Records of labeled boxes
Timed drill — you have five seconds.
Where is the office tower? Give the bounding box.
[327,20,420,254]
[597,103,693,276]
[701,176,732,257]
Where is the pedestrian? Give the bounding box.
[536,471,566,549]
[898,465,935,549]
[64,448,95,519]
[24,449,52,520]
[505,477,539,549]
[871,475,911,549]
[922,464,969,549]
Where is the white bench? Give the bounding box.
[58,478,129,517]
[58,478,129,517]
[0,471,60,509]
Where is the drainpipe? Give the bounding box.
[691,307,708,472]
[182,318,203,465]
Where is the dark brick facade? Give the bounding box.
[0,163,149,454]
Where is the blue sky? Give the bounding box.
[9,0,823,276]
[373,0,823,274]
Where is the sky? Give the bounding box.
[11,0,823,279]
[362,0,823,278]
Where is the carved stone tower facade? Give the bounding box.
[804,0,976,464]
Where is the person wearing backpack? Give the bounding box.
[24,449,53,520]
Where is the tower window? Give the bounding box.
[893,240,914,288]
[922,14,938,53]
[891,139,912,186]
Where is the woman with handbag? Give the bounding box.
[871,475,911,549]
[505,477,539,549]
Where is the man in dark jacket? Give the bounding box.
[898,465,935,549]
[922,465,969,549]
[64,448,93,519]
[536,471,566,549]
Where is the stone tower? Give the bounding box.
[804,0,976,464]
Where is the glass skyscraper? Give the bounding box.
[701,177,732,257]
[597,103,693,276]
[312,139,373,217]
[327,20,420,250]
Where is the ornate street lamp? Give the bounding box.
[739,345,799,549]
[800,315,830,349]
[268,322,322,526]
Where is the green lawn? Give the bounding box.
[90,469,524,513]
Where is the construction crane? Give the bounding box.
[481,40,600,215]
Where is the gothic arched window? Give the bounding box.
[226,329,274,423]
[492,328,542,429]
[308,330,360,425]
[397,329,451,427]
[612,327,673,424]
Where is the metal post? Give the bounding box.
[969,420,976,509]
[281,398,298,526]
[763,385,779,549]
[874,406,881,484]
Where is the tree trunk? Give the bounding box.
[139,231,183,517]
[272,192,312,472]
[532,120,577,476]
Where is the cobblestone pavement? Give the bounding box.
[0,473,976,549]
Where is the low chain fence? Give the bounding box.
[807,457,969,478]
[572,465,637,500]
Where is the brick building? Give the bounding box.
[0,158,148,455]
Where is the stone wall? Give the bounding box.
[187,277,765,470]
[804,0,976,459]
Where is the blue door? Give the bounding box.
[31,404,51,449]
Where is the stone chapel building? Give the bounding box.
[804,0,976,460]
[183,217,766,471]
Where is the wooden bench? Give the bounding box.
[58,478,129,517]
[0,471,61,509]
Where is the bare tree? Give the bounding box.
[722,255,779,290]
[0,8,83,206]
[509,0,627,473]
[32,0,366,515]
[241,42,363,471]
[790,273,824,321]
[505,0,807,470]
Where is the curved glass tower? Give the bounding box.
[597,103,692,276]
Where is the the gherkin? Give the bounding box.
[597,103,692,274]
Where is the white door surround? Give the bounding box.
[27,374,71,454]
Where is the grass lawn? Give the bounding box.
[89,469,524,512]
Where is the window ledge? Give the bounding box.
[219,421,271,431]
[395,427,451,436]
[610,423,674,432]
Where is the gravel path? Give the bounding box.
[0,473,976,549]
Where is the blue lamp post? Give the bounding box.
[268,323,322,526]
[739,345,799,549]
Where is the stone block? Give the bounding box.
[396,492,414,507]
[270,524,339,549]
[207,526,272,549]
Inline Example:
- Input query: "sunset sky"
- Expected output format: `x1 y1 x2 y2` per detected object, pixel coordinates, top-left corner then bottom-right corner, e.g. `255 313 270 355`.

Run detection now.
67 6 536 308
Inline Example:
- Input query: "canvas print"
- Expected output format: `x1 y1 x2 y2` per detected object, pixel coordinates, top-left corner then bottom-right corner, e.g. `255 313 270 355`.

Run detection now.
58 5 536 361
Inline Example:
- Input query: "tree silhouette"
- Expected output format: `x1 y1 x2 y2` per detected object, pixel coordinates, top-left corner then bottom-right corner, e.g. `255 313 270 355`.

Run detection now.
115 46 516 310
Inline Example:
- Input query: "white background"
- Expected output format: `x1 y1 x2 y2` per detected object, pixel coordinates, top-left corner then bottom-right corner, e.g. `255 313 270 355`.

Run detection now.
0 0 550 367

▶ STATED EXERCISE
Rescale the lines starting at the one containing "Where is the bare" and ending at the one containing "[27,374,71,454]", and give them again with the requests included. Multiply every bounding-box coordinate in the answers by 2.5 and round to whole numbers, with halves rounded up.

▶ OUTPUT OF THE EXERCISE
Where is the bare tree? Give the bounding box.
[1805,638,1948,725]
[0,20,208,515]
[1273,0,1568,1183]
[80,0,915,1288]
[603,105,908,1178]
[1975,683,2060,803]
[1263,0,2018,1175]
Where is the curved glass tower? Give the bounding box.
[1493,258,1730,690]
Where is the the gherkin? Give the bounding box.
[1493,258,1730,685]
Where is the white door surround? Give the bounding box.
[68,935,178,1135]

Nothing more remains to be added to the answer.